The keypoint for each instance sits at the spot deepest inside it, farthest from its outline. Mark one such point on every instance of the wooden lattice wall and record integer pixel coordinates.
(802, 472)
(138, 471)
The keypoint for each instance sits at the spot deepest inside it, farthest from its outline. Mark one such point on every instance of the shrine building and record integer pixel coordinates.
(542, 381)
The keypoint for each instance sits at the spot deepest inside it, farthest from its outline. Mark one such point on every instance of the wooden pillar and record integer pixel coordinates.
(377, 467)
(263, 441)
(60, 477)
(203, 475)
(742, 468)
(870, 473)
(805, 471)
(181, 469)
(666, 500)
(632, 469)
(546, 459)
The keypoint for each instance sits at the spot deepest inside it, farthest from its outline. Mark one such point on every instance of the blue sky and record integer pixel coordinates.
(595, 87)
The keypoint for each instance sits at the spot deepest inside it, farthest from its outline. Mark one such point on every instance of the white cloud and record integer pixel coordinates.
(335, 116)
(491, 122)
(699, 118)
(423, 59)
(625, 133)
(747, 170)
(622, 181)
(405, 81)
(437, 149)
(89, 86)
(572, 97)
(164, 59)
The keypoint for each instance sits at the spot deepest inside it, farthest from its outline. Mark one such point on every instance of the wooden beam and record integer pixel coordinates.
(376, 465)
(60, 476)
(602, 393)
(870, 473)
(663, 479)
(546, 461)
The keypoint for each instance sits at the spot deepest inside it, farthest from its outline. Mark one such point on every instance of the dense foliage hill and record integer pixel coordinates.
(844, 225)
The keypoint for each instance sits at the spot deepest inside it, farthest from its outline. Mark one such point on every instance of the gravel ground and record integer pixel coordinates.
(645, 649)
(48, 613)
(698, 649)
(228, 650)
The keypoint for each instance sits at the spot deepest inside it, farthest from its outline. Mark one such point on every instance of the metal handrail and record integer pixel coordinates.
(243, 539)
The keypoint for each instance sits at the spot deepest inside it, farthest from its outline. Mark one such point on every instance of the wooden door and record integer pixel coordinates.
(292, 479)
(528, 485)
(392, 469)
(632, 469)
= = = = = = =
All entries are to be printed once more, exactly as given.

## Expected output
The keypoint for each instance sits at the spot deepest inside it, farthest from its outline. Mark one such point on every instance of the wooden lattice wall and record integer pixel coordinates.
(802, 472)
(138, 471)
The keypoint for each instance sits at the spot deepest inside it, farthest from its outline. Mark one such point on every instance of the shrine building and record integer pixel coordinates.
(542, 381)
The keypoint for each instance sits at the spot deepest inside it, farthest from its outline. Mark one such point on every instance of the wooden pillar and record integer pixel coordinates.
(377, 467)
(263, 441)
(60, 477)
(203, 475)
(742, 468)
(870, 473)
(805, 471)
(181, 469)
(666, 500)
(632, 469)
(546, 459)
The keypoint for each instance sits at the spot deepest inside it, farthest from its outline. Mark one such point on every instance of the blue sky and record integer pixel coordinates.
(595, 87)
The keypoint for each instance sits at the spot deepest inside it, farthest from its outline. Mark one such point on every instance of the white cloud and record integer pixel coordinates.
(335, 116)
(491, 122)
(699, 118)
(423, 59)
(625, 133)
(747, 170)
(622, 181)
(405, 81)
(437, 149)
(89, 86)
(572, 97)
(164, 59)
The keypoint for each instance sits at the spot deepest inside it, farthest from its outline. Mark one such point on every instance of the wooden beam and record integer pixel coordinates.
(376, 465)
(60, 476)
(602, 393)
(870, 473)
(663, 479)
(546, 461)
The keypoint for each instance sits at the spot deepest inside it, farthest from its outline. Mark one such point on every instance of the dense foliage hill and record integer pixel coordinates.
(844, 225)
The keypoint for each instance sits at the spot deepest inside it, farthest from its outline. Mark one such point on every instance of the gravel ground and record integer pixel coordinates.
(645, 649)
(48, 613)
(698, 649)
(228, 650)
The keypoint for each instance sits at the spot deepest inside it, farthest from its outline. Mark one such point on every instance of the metal handrail and record integer pixel coordinates.
(243, 539)
The keypoint for each instance sits at the spot deepest inside it, farthest from its outline. Mark one such point on every instance of the wooden door and record integer pixel coordinates.
(292, 479)
(528, 485)
(392, 469)
(632, 469)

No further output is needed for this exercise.